>> BEGIN Information provided

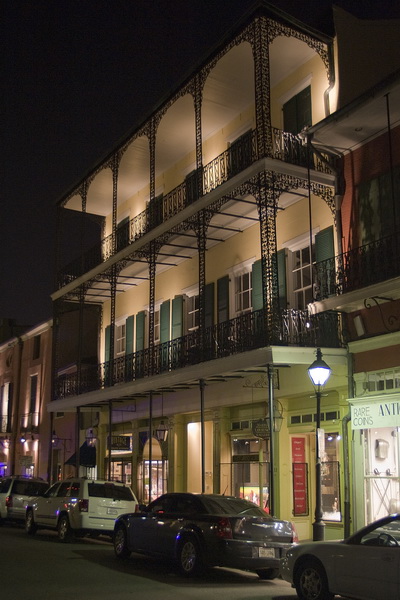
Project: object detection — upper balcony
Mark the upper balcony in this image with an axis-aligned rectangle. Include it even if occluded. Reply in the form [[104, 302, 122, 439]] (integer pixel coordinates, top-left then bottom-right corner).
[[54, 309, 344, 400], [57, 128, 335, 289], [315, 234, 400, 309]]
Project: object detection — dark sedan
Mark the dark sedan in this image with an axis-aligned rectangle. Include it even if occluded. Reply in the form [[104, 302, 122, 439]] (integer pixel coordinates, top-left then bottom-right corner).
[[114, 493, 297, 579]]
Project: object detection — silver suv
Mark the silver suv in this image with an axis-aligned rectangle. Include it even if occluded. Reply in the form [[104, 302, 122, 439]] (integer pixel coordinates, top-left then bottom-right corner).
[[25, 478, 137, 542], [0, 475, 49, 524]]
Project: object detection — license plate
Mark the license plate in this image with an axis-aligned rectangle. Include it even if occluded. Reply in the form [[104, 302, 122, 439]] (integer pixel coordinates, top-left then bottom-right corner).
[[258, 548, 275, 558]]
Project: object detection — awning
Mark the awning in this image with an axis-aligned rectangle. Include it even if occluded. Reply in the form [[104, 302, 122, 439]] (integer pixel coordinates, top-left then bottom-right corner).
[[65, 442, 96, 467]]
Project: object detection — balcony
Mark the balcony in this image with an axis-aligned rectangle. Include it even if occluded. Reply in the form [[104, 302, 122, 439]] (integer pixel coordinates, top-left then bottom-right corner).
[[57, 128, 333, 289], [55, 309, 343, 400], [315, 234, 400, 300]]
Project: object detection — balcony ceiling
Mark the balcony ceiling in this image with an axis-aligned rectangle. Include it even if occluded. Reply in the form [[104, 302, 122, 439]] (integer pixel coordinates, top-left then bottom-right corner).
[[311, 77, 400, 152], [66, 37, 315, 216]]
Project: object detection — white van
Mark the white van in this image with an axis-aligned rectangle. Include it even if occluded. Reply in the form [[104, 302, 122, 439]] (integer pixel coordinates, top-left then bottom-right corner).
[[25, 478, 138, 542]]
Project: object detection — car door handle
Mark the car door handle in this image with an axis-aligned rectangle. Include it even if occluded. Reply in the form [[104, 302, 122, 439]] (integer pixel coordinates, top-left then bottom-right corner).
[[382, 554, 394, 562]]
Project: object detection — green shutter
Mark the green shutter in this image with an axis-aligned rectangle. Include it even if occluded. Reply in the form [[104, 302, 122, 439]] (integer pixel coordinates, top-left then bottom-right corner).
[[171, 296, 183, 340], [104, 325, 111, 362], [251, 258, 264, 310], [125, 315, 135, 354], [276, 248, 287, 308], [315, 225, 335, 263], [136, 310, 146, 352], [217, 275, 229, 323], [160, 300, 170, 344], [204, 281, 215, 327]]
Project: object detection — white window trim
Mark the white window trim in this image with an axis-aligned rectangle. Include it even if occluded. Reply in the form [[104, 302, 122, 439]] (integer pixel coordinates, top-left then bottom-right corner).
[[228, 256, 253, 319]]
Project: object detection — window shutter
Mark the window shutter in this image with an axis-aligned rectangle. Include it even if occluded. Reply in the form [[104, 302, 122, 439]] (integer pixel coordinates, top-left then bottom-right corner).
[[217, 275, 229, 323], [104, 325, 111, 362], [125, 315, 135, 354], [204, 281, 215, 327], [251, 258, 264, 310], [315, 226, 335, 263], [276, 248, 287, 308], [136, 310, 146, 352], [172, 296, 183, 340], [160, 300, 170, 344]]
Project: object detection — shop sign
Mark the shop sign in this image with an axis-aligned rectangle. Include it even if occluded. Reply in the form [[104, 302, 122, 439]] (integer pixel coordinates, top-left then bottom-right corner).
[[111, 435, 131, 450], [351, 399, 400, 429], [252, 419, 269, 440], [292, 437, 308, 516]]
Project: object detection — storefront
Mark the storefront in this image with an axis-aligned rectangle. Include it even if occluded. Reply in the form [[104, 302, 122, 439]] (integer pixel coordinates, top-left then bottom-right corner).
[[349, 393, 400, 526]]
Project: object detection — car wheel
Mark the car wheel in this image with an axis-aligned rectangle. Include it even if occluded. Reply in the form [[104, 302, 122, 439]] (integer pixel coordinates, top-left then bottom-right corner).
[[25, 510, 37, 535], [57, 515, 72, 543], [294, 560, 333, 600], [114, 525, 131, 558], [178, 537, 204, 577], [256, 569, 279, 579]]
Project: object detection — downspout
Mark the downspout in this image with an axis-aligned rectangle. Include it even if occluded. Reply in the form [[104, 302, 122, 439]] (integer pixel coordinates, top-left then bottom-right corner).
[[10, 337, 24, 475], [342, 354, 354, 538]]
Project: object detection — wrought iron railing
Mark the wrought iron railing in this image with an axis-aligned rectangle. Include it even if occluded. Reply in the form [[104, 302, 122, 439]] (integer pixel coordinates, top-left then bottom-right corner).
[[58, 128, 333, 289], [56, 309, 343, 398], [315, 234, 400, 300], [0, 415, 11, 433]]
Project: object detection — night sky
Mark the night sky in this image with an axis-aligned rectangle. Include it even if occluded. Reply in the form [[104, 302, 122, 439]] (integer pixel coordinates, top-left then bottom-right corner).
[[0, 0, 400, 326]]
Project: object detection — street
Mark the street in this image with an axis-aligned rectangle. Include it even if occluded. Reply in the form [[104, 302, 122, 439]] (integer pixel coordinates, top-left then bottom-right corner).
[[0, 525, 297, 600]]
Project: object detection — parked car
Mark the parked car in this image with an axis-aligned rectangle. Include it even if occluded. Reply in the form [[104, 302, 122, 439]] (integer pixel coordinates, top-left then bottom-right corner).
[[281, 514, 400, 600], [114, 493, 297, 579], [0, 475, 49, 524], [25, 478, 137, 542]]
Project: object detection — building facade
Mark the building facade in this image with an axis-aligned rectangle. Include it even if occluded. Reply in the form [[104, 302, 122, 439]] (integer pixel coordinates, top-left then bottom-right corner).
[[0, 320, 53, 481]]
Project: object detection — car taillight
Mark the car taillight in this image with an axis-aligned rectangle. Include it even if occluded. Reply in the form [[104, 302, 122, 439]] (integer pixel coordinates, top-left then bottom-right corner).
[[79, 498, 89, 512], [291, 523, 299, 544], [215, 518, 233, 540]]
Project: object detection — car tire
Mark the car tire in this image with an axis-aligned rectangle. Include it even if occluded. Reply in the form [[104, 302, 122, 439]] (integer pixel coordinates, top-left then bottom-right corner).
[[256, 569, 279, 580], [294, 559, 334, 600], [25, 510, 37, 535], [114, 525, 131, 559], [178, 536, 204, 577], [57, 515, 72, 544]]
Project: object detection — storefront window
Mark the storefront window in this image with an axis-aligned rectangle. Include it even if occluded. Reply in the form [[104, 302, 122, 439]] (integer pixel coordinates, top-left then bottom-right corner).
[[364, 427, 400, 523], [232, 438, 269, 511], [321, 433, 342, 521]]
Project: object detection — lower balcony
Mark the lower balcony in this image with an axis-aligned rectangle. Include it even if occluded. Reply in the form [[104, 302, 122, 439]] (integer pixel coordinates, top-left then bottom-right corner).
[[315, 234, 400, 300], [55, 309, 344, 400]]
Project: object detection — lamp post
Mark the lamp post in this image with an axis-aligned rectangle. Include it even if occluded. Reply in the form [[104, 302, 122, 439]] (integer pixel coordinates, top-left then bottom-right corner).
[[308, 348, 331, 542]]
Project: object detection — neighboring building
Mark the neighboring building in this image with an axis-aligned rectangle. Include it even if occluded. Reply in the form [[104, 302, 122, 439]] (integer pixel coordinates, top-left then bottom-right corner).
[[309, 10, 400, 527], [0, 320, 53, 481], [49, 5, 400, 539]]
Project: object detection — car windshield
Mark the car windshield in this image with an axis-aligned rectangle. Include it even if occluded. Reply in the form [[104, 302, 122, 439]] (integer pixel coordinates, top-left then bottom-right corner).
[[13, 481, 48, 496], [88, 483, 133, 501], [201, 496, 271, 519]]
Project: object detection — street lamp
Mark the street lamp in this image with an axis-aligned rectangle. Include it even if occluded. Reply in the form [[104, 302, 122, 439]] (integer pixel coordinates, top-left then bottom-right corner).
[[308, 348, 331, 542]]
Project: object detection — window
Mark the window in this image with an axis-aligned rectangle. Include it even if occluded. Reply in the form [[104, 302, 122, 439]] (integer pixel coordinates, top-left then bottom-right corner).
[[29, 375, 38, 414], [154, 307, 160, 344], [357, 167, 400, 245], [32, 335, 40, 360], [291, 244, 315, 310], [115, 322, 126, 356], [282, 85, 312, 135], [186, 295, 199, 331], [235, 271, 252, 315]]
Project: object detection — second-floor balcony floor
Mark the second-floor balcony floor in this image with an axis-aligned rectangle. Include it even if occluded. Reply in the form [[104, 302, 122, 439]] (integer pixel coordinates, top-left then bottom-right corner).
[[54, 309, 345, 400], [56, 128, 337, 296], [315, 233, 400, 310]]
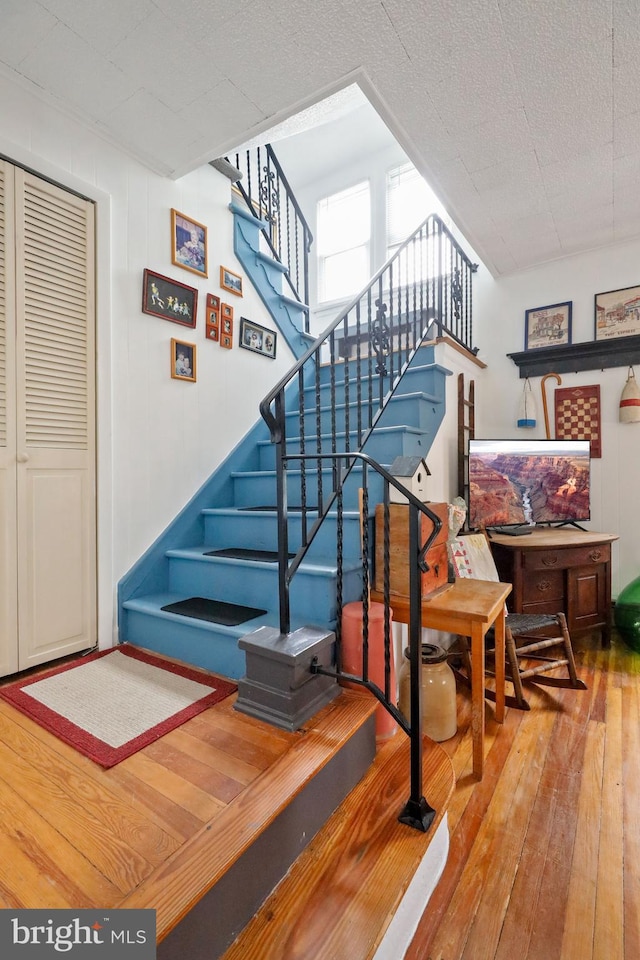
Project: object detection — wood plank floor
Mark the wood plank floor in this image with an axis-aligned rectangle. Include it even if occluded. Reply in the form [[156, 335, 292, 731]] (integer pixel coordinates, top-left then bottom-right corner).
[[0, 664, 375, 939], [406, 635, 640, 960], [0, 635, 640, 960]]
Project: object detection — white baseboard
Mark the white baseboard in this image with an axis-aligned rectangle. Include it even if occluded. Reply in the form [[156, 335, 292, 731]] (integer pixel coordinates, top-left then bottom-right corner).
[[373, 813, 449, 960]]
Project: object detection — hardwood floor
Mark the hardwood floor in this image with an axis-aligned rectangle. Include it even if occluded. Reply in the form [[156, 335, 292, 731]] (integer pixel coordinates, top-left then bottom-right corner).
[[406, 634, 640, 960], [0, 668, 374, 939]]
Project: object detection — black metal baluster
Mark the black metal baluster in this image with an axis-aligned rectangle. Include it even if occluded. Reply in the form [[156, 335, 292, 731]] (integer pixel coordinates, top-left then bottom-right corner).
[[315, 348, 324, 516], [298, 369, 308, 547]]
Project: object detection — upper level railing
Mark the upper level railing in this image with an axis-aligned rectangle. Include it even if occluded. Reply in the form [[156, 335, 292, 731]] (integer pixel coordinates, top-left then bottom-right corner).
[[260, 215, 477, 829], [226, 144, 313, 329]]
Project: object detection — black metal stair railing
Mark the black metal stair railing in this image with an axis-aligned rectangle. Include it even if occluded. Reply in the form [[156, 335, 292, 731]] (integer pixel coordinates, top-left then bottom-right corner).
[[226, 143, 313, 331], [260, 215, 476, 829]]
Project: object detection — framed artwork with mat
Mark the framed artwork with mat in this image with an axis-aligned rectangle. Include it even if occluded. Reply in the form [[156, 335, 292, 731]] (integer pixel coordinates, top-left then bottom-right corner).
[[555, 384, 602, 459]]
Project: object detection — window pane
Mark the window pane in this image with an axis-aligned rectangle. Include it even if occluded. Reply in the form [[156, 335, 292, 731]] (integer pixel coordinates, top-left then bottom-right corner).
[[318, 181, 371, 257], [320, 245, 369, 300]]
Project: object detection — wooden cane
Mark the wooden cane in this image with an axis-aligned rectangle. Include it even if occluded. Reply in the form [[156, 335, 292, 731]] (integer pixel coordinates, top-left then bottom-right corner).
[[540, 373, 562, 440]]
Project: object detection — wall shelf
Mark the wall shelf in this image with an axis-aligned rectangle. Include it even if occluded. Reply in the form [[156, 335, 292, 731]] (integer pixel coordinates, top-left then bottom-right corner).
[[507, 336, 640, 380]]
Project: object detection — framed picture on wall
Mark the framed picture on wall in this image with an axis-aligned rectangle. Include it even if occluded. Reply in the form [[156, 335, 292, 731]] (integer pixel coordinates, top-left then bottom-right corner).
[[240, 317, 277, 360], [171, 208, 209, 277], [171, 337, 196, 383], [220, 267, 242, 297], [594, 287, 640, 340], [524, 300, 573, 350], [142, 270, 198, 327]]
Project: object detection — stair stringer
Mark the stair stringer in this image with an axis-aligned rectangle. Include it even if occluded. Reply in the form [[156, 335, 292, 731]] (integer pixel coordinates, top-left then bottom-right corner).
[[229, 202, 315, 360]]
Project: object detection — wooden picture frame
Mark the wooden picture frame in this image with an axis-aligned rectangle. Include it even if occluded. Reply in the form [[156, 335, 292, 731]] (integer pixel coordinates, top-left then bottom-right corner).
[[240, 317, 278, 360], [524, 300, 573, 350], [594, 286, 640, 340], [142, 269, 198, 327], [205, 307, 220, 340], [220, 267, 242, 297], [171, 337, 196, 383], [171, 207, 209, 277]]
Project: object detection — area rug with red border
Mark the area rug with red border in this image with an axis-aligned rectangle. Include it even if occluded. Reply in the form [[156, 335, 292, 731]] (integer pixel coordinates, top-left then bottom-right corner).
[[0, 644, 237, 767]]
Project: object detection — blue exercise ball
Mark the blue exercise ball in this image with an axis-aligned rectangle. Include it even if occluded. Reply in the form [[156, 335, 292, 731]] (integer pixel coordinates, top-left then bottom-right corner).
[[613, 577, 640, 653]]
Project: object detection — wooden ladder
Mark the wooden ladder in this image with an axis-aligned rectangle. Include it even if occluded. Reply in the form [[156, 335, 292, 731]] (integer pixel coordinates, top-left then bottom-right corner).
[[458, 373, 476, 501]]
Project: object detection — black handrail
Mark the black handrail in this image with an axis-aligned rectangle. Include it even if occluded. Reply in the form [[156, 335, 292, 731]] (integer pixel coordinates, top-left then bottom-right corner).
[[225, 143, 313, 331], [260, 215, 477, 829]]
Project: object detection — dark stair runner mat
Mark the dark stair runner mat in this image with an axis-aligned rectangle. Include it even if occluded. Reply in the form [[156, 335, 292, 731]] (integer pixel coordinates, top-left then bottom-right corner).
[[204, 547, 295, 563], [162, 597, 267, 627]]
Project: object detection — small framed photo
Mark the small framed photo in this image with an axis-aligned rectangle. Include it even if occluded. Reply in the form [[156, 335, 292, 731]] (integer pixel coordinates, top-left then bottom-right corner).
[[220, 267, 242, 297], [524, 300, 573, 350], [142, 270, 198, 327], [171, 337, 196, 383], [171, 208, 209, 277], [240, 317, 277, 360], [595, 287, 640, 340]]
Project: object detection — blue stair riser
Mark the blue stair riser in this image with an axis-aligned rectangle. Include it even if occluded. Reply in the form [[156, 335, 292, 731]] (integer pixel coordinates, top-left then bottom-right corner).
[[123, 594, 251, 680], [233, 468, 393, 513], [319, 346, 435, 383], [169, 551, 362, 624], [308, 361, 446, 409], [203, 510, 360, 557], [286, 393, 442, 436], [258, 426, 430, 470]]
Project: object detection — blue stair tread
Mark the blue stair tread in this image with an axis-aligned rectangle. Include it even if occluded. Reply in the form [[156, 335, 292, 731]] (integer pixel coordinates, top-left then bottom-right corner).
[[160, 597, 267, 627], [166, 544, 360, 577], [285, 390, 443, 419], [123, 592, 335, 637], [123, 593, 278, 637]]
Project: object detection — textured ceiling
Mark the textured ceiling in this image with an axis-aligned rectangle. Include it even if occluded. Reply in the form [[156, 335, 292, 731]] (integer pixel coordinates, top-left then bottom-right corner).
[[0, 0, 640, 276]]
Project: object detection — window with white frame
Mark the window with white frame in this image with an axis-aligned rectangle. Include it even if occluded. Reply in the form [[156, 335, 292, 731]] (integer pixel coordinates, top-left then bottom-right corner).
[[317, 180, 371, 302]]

>> END Information provided

**Instructions for the task:**
Copy the stretch from the start of the entries through the line containing "[[25, 478, 137, 542], [0, 475, 49, 524]]", requests included, and shift every bounding-box coordinate in the answers up by 136. Leave the pictures out.

**Correct answer:**
Project: object detection — upper balcony
Mark the upper balcony in this image with an axis-aligned rectangle. Include it even if occluded. Reply in the form [[104, 302, 122, 439]] (integer pixel coordinates, top-left then bottom-right corner).
[[190, 445, 480, 536], [193, 264, 471, 425], [451, 370, 536, 445]]
Project: object detection — dark sedan
Mark the dark sedan in this image with an axis-aligned rectangle. Include it even if occluded. Reply in the form [[104, 302, 122, 439]] (integer pixel coordinates, top-left then bottom-right corner).
[[250, 629, 433, 715]]
Project: object detection — silver suv
Mark the silver suv in this image with an axis-aligned rectangle. Include it even if occluded. Reply in the form [[104, 302, 122, 439]] (integer pixel coordinates, top-left then bottom-right corner).
[[161, 614, 273, 678], [136, 611, 185, 660]]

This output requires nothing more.